*** INPUT MATERIAL

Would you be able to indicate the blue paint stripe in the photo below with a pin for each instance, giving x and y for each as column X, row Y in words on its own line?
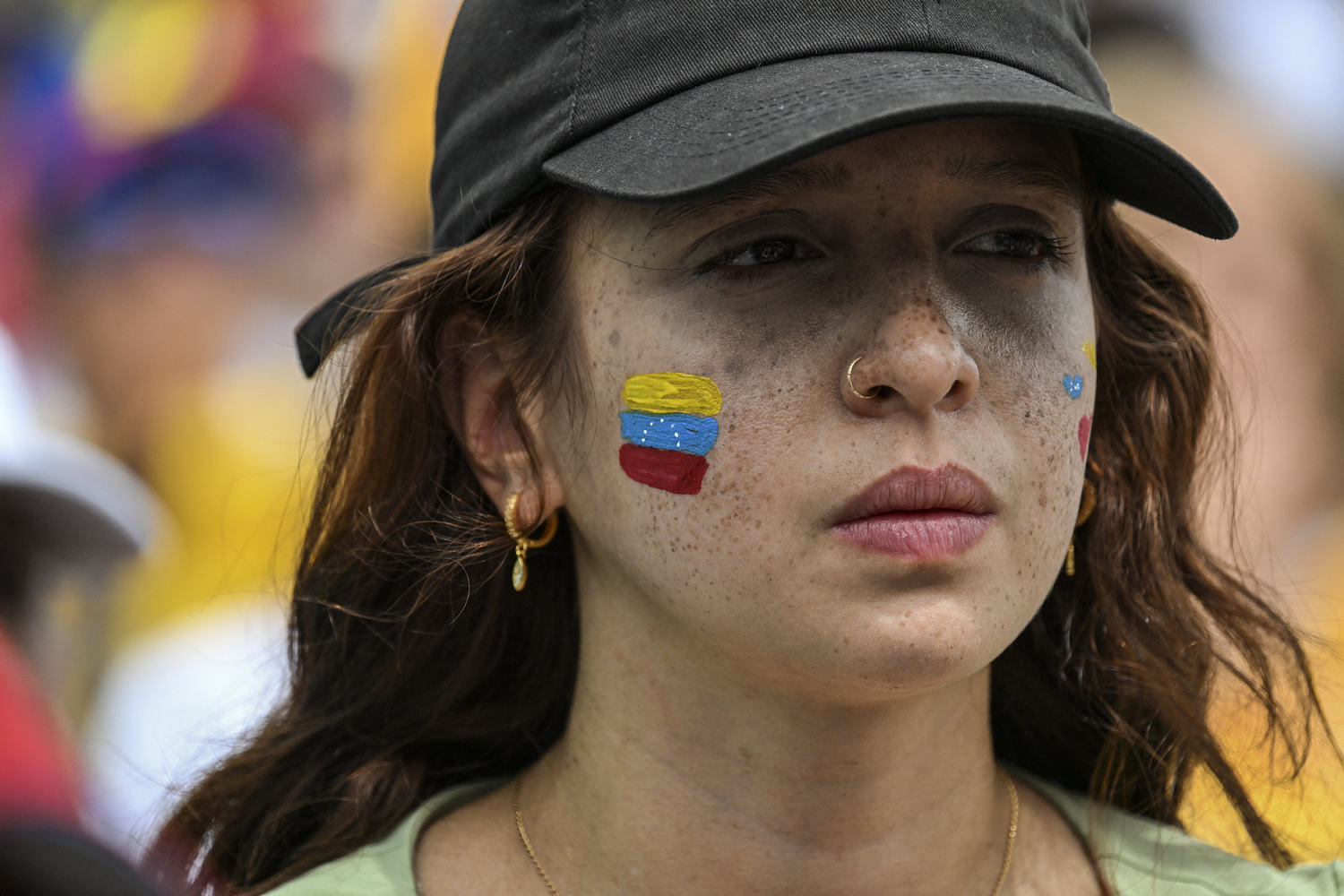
column 671, row 432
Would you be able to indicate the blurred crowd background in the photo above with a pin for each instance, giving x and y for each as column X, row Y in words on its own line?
column 180, row 180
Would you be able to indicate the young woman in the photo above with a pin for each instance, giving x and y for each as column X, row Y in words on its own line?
column 780, row 479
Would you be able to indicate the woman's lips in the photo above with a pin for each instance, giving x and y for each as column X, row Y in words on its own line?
column 918, row 514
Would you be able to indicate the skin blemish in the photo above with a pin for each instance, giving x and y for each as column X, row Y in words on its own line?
column 668, row 430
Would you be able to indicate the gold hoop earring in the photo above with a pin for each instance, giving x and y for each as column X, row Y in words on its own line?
column 521, row 544
column 849, row 379
column 1085, row 508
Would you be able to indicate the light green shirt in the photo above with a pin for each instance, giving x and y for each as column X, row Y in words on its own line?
column 1140, row 856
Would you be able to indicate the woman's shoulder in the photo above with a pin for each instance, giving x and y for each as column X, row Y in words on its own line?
column 384, row 868
column 1142, row 856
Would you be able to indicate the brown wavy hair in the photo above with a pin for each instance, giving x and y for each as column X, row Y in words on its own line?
column 416, row 667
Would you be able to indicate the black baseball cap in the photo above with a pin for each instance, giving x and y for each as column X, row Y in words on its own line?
column 667, row 99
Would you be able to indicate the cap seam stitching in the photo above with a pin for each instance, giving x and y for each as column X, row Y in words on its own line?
column 582, row 73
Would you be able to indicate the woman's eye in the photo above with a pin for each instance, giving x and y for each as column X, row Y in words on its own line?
column 1030, row 246
column 761, row 253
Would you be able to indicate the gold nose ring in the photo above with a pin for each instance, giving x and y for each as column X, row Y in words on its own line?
column 849, row 379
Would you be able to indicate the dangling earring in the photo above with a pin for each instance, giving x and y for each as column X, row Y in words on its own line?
column 523, row 544
column 1085, row 509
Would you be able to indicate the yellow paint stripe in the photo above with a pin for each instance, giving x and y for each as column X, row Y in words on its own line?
column 672, row 394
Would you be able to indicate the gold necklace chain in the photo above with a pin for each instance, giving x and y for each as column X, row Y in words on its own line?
column 550, row 887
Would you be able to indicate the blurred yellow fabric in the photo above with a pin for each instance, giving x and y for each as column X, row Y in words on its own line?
column 1308, row 812
column 230, row 465
column 151, row 69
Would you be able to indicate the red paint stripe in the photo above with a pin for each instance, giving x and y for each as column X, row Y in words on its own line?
column 672, row 471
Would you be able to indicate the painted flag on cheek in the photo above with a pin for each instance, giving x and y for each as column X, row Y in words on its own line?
column 668, row 430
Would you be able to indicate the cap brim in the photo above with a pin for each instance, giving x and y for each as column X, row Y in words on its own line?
column 715, row 134
column 341, row 314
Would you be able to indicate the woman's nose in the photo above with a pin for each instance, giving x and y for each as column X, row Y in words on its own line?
column 914, row 363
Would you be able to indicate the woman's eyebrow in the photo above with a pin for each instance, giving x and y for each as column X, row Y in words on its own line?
column 789, row 180
column 1032, row 174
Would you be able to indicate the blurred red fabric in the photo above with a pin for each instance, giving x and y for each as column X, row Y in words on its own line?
column 38, row 778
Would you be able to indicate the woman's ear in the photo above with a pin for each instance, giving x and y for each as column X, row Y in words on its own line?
column 499, row 430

******

> _YOUR GOAL_: Without the pictures, repeat all the records word for word.

> _WRITTEN ANSWER_:
Would you be able to indicate the blue paint stripe in the photo below with a pin for each instance, giving x and y for each as column X, row Y in words on its own line?
column 671, row 432
Would you be able to indicate the blurred crowd background in the photo above with a pin for each instance, giving x and y for each as column X, row Y in words on its own line?
column 180, row 180
Would you be able to indicate the young woman in the photo above with a pin for each instance, giving x and y for each as column X, row Y in words on its own line?
column 780, row 479
Would you be able to indicate the woman's lips in the photo above with a pin for each instance, giving x and y for each as column X, row Y in words on its own line?
column 918, row 514
Would you be able to indicate the skin blemish in the photo above with a pin for each instance, giving x and y for each as column X, row Y in words on its own line?
column 668, row 430
Would you be able to indicate the gold hoop earring in the photo above with a pin for each instance, giving x and y for each as column X, row Y in words on its own line?
column 521, row 544
column 849, row 379
column 1085, row 508
Would you be able to indicate the light green shirt in the photo above with a pin for each instance, giving x and y for each as column X, row Y in words on its own line?
column 1140, row 856
Would you be able to indicate the woman's shoulder in the photo above with a pin for each instance, giving x and y for each as column X, row Y in words on its own line?
column 384, row 868
column 1142, row 856
Would you be able to indicate the brown wavy hair in the photo above with a pin for each instance, giving x and y for each as column X, row Y in words on its own line?
column 416, row 667
Would you be able to indicate the black baseball cap in the photo above with a pin for each instance, giving x and y for each as column X, row Y in words on its own line?
column 667, row 99
Would you be able to indicate the cap seam stitching in the photo above with a pin for each instance, giving x and y for each as column X, row Y in words on its own line?
column 582, row 73
Would you be able to indicate the woman's eye in the photo above with a pin for each instance, giving x and y for each as column X, row Y in words on its own line?
column 1030, row 246
column 761, row 253
Would you be able to indicate the gold nose ring in the photo above with a pin for each instance, giving x and y for each as column X, row Y in words on its own line?
column 849, row 379
Would you be able to indicate the dangling earring in the photo above with a pin for each instance, giving x and y for each as column X, row Y in words on its own line?
column 523, row 544
column 1085, row 509
Would you be able to indicate the yellow paint stripe in the photo above with a pin for each instance, giving x and y for each as column X, row Y in words on its own line?
column 672, row 394
Would you be able to indicate the gold necklace chain in the photo above with a pin for each instance, giving x and y for each as column X, row Y in words on its own line?
column 550, row 887
Would you be able to indicate the blurred yellow fabric in the photo above with a pin for each instance, giving x and y for each as column X, row Y in words on its own line?
column 1308, row 812
column 230, row 465
column 151, row 69
Would you be able to indicate the red paint stripe in the photo above with a pin for each instance, giving x and y for each as column X, row Y in words on its own line?
column 672, row 471
Would you be able to indicate the painted flag on cheek in the photo above with a pin for each instance, giving x and y for each as column X, row Y in words on its own line?
column 668, row 430
Would you be able to indicate the cap brim in the photo above with a pin for each instance, giving x and y for each as column X, row Y in words on its own line?
column 715, row 134
column 341, row 314
Would you be able to indicate the woman's nose in the photo above with a pin for each instance, giving x and y for each as column X, row Y in words on its own line?
column 914, row 363
Would you be able to indicate the woman's eyebrow in the photo above with a pin for each instance, giving x and y for each as column X, row Y in words on its own line?
column 789, row 180
column 1032, row 174
Would you be able to indicate the blurred red fabric in the photo above with a pin for each instance, giving x and y for each as column X, row Y in words on its own line?
column 38, row 778
Would you be able to indicate the woman's ear in the photo above with a pin for each instance, giving x and y for each as column X, row Y in words on its own line?
column 499, row 430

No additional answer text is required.